# Problem statement
The reply should consist of every entry, repeated exactly.
---- Extracted information
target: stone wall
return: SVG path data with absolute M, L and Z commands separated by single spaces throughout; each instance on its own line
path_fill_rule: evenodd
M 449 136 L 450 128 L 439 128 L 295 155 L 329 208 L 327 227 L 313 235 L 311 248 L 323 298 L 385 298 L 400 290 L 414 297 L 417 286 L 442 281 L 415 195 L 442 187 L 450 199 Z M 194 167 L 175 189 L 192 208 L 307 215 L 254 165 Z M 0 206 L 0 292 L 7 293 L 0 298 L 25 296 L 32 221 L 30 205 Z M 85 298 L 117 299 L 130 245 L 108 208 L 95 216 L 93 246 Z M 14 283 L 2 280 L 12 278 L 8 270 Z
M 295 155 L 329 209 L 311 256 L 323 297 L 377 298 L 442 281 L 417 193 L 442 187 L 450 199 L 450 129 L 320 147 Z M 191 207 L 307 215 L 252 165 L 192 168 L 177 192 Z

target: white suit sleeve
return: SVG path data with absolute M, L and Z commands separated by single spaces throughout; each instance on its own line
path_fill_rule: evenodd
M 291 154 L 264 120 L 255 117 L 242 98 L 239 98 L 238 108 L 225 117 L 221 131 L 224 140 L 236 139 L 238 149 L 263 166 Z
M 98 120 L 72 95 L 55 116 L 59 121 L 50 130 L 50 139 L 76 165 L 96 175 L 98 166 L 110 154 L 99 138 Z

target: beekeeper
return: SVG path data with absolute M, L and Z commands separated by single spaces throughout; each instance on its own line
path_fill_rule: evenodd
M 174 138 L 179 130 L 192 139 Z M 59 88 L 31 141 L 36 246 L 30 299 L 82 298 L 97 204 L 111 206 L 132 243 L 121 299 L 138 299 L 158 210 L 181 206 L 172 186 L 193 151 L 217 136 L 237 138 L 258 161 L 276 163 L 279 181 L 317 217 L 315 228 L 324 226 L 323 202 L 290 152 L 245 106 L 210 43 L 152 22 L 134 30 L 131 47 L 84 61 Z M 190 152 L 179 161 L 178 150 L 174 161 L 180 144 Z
--------
# Task response
target: stone wall
return: SVG path data with absolute M, L and Z commands separated by single spaces throughout; each instance on its own line
path_fill_rule: evenodd
M 449 136 L 450 128 L 439 128 L 295 155 L 329 208 L 327 227 L 313 235 L 311 248 L 323 298 L 385 298 L 400 290 L 414 297 L 417 286 L 442 281 L 415 195 L 442 187 L 450 199 Z M 194 167 L 175 189 L 192 208 L 307 215 L 254 165 Z M 0 206 L 0 292 L 7 293 L 0 298 L 25 296 L 32 221 L 30 205 Z M 85 298 L 117 299 L 130 245 L 108 208 L 95 216 L 93 246 Z M 14 283 L 2 280 L 12 278 L 8 270 Z
M 295 155 L 329 209 L 311 256 L 323 297 L 377 298 L 442 281 L 417 193 L 442 187 L 450 199 L 450 129 L 320 147 Z M 191 207 L 307 215 L 252 165 L 192 168 L 177 192 Z

target: white suit sleeve
return: SVG path data with absolute M, L and Z commands separated by single spaces throughout; each instance on its own line
path_fill_rule: evenodd
M 291 154 L 264 120 L 255 117 L 242 98 L 239 98 L 238 108 L 225 117 L 221 131 L 224 140 L 236 139 L 238 149 L 263 166 Z
M 98 120 L 72 95 L 55 116 L 59 121 L 50 130 L 50 139 L 76 165 L 96 175 L 98 166 L 110 154 L 99 138 Z

target: beekeeper
return: SVG path data with absolute M, L and Z commands separated by single spaces throughout; each instance on its own line
path_fill_rule: evenodd
M 174 138 L 179 130 L 192 139 Z M 59 88 L 31 141 L 36 246 L 30 299 L 82 298 L 97 204 L 111 206 L 132 243 L 121 299 L 138 299 L 158 210 L 181 206 L 172 186 L 193 151 L 217 136 L 237 138 L 258 161 L 276 163 L 279 181 L 317 217 L 315 228 L 324 226 L 323 202 L 290 152 L 245 106 L 210 43 L 152 22 L 134 30 L 131 47 L 84 61 Z M 190 152 L 179 161 L 178 150 L 174 161 L 180 144 Z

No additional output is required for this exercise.